===== Texte fourni =====

Avec Patrice Chéreau disparaît l’un des plus grands artistes français, mais aussi une part essentielle de nous mêmes.
Nous nous sommes construits au fil de ses mises en scène, de ses auteurs, de ses films, des musiques et des livrets qui les accompagnaient, des acteurs qu'il a révélés.
Il a été, jusqu'au bout d'une lutte acharnée, un homme magnifique et bouleversant, qui n'a jamais rien concédé, ni sur son talent, ni sur ses convictions.
Il nous laisse orphelins de son immense héritage.
Ce soir est un soir de deuil pour la France mais aussi pour l’art car l'admiration suscitée par l'œuvre de Patrice Chéreau allait bien au-delà de nos frontières.

=====

▶ [Problèmes à résoudre]
1. Traduisez en anglais cette phrase du texte sur Patrice Chéreau : « Il nous laisse orphelins de son immense héritage. »
2. Indiquez uniquement le nombre de lignes des enregistrements qui contiennent la chaîne « dark », en tenant compte de la casse.

===== Données fournies =====

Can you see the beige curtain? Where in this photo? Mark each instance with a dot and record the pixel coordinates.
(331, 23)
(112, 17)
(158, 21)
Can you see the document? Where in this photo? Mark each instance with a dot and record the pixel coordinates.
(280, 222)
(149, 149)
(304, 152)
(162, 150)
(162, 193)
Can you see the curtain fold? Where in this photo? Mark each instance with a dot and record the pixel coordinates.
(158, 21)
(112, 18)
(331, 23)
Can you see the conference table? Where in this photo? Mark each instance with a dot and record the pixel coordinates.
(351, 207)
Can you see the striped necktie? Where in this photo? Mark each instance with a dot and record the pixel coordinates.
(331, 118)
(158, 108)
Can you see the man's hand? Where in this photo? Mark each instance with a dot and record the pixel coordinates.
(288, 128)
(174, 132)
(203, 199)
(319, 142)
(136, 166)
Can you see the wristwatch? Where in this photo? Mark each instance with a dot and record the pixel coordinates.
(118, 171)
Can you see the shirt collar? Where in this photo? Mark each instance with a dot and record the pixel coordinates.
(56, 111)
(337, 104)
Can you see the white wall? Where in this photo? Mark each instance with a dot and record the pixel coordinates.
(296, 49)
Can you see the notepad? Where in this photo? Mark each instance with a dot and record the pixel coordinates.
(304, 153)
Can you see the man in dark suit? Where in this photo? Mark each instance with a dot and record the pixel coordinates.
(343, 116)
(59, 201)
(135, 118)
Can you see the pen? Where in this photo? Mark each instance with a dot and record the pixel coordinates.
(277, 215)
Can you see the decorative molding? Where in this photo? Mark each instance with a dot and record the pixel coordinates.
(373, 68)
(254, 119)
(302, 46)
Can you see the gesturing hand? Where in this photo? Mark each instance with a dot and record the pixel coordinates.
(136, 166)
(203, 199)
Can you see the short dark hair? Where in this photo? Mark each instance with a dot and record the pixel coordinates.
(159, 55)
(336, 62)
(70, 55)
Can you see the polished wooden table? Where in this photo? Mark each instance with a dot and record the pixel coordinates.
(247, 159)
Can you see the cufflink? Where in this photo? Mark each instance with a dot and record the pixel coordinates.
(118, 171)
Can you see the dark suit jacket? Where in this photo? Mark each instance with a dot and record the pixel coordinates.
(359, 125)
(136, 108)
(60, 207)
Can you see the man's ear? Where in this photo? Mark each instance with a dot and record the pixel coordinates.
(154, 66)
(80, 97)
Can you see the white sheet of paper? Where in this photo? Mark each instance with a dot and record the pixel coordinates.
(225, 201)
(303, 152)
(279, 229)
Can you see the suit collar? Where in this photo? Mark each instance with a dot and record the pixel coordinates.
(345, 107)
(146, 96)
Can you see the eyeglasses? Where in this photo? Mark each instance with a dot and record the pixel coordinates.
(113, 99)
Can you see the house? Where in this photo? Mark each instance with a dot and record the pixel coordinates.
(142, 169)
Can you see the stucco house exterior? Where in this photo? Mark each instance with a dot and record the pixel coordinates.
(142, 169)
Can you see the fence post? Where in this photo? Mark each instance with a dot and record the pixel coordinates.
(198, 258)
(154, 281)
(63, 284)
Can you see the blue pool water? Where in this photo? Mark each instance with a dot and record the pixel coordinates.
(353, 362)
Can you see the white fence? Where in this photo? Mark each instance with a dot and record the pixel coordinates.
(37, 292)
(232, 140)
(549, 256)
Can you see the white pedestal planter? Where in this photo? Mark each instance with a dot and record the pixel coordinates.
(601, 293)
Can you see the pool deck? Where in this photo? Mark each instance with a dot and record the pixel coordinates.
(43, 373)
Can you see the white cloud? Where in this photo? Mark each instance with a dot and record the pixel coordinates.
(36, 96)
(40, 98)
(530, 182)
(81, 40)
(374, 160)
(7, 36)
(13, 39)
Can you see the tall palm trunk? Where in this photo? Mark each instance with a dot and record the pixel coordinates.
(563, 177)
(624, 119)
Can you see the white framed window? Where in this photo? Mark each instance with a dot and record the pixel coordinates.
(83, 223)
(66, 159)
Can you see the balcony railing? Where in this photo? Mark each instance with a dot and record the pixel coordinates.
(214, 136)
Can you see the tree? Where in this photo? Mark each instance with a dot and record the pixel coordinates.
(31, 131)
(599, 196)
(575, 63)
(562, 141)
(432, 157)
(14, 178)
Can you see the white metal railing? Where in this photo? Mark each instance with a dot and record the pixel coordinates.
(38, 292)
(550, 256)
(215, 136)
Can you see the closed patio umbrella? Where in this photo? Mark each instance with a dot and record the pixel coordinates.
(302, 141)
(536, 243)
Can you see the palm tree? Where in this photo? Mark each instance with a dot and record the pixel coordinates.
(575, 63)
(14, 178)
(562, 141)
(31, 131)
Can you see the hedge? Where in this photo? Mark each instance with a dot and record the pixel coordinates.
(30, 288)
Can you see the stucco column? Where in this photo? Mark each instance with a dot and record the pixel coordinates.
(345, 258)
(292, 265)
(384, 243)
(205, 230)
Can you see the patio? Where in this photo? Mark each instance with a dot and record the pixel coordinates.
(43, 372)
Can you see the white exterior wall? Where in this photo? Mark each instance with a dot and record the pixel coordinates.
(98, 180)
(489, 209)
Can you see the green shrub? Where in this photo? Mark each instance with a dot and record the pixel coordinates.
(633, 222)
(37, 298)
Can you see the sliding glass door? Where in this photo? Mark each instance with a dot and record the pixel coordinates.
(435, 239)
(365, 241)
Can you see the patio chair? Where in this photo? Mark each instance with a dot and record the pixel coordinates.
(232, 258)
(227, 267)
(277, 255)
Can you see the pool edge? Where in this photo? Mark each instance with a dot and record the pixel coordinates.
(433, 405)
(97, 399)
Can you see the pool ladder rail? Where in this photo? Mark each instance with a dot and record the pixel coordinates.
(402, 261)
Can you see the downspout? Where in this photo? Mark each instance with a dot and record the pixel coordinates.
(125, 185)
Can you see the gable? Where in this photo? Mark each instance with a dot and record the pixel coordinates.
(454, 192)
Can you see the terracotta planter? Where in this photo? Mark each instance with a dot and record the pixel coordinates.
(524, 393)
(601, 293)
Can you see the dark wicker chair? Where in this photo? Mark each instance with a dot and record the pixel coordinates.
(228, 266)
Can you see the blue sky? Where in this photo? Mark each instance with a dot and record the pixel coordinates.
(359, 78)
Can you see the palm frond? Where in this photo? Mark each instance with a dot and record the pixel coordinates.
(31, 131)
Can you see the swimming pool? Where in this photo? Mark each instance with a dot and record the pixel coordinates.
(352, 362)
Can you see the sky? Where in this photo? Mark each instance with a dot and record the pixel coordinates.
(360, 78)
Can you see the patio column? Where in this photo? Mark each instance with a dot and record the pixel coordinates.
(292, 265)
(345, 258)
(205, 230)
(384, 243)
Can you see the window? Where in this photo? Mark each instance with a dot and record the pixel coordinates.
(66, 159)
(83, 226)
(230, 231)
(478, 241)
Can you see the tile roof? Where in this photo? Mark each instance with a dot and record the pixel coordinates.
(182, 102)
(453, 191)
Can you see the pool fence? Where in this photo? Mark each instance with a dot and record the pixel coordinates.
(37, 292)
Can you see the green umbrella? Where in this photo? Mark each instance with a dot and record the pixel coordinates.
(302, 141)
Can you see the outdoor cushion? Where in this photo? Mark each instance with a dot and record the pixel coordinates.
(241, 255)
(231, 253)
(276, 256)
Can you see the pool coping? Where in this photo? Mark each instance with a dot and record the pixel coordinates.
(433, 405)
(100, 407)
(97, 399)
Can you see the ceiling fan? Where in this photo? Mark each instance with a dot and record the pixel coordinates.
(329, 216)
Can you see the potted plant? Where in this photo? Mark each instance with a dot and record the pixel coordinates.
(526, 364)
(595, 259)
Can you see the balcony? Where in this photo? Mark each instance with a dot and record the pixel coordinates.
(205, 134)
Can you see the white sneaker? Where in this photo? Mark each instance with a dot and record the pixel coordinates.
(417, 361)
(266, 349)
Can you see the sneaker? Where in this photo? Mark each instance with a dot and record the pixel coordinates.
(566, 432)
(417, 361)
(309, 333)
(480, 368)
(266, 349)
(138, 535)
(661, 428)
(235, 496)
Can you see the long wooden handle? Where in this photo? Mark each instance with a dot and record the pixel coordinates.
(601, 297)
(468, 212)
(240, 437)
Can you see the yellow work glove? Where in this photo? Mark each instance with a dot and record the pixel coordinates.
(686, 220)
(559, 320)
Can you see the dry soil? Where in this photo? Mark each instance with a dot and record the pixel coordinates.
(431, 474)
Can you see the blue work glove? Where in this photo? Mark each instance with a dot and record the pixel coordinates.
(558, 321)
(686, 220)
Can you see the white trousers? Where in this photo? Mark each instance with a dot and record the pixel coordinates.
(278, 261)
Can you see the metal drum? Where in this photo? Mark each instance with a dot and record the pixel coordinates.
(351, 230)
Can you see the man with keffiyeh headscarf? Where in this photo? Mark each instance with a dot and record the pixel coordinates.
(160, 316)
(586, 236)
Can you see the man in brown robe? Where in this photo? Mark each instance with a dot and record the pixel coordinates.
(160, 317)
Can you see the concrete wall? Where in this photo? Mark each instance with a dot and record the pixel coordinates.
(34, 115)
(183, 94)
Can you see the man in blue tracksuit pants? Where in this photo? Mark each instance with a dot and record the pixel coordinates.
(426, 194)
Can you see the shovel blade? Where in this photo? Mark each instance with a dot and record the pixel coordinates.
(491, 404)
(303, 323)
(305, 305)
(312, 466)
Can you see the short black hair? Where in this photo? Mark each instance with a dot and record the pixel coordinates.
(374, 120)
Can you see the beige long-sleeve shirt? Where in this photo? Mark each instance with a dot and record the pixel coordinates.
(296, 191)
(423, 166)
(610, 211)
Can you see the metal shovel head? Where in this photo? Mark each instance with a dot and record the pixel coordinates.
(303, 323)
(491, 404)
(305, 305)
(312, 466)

=====

▶ [Réponses par tâche]
1. He leaves us orphaned of his immense legacy.

2. 4